Provided passage>

On the other hand, phytocannabinoids exert strong therapeutic potential in humans owing to their interaction with the G-protein-coupled cannabinoid receptors (GPCRs), such as CB1 and CB2; transient receptor potential (TRP) ion channels; and peroxisome proliferator-activated receptor (PPAR). CB1 is the most abundant GPCR in the central nervous system, and CB2 is located predominantly in the cells and tissues of the immune system [34]. Thus, cannabinoids play a key role in signaling, and the proper functioning of the immune and central nervous systems. Δ⁹-THC is the major psychoactive component of cannabis and displays pleiotropic effects in humans, including analgesic response, relaxation, pain tolerance, and dysphoria (anxiety disorder). Δ⁹-THC is also used by patients with insomnia and depression, since it improves sleep [35]. CBD exerts its function in humans through the CB1 and CB2 receptors in the CNS and the peripherical regions [36]. It is administered to patients with treatment-resistant epilepsy. CBD can also be delivered to patients receiving pharmacotherapy and can act as a potential cannabinoid to cure obesity, convulsive disorder, and rheumatoid arthritis. Furthermore, CBD also exhibits anti-psychotic, anti-nausea, and anti-anxiety properties [37].

Parts of the exercise>
a - Answer these from the passage on phytocannabinoids:
(i) Where is CB2 located predominantly?
(ii) To which patients is CBD administered?
(iii) Why do patients with insomnia and depression use Δ⁹-THC?
b - Please continue the passage on phytocannabinoids from its final sentence.

Given entries>
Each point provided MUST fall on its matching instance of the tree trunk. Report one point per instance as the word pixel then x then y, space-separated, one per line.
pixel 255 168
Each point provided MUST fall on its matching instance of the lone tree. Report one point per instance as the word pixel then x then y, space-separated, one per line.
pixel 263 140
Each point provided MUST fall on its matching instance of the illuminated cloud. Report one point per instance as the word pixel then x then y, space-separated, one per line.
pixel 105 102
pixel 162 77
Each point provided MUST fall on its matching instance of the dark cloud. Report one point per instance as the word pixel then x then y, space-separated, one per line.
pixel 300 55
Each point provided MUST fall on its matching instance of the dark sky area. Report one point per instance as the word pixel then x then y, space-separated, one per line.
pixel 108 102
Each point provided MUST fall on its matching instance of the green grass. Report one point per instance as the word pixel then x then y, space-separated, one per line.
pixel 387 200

Responses>
a -
(i) In the cells and tissues of the immune system.
(ii) Patients with treatment-resistant epilepsy.
(iii) Because it improves sleep.

b -
In addition to the legal cannabis market (including medical and recreational uses), the EMCDDA (European Monitoring Centre for Drugs and Drug Addiction) estimated the illicit cannabis market in 2017 to be around 1.4–1.7 tones, valued at EUR 10.5–12.8 billion [38]. Several clinical uses of cannabinoids have been described, but just a few are legally recognized by international regulatory agencies. The possible clinical applications of CBD have been summarized in sixteen diseases, which included several cancer types through anti-proliferative and anti-invasive action; inflammatory bowel and Chron’s diseases; cardiovascular diseases through anti-oxidant and anti-inflammatory properties; and neurodegenerative diseases (e.g., Parkinson’s and Alzheimer’s) [13]. However, in January 2020 the US Food and Drug Administration (FDA), FDA and Cannabis: Research and Drug Approval Process: https://www.fda.gov/news-events/public-health-focus/fda-and-cannabis-research-and-drug-approval-process (accessed on 1 February 2023) indicated that up to that date just one cannabis-derived drug product had been approved, Epidiolex, containing a purified form of CBD involved in the treatment of seizures associated with Lennox–Gastaut syndrome or Dravet syndrome in patients 2 years of age and older. In addition, three synthetic cannabis-related drug products have been validated by the FDA: (i) Marinol (dronabinol); (ii) Syndros (dronabinol); and (iii) Cesamet (nabilone). On the one hand, Marinol and Syndros represent a synthetic version of THC, the psychoactive component of cannabis, for the treatment of nausea due to cancer chemotherapy and anorexia, thus preventing weight loss in AIDS patients. On the other hand, Cesamet has a chemical synthetic structure similar to THC as an active ingredient, which is used to treat nausea associated with cancer chemotherapy.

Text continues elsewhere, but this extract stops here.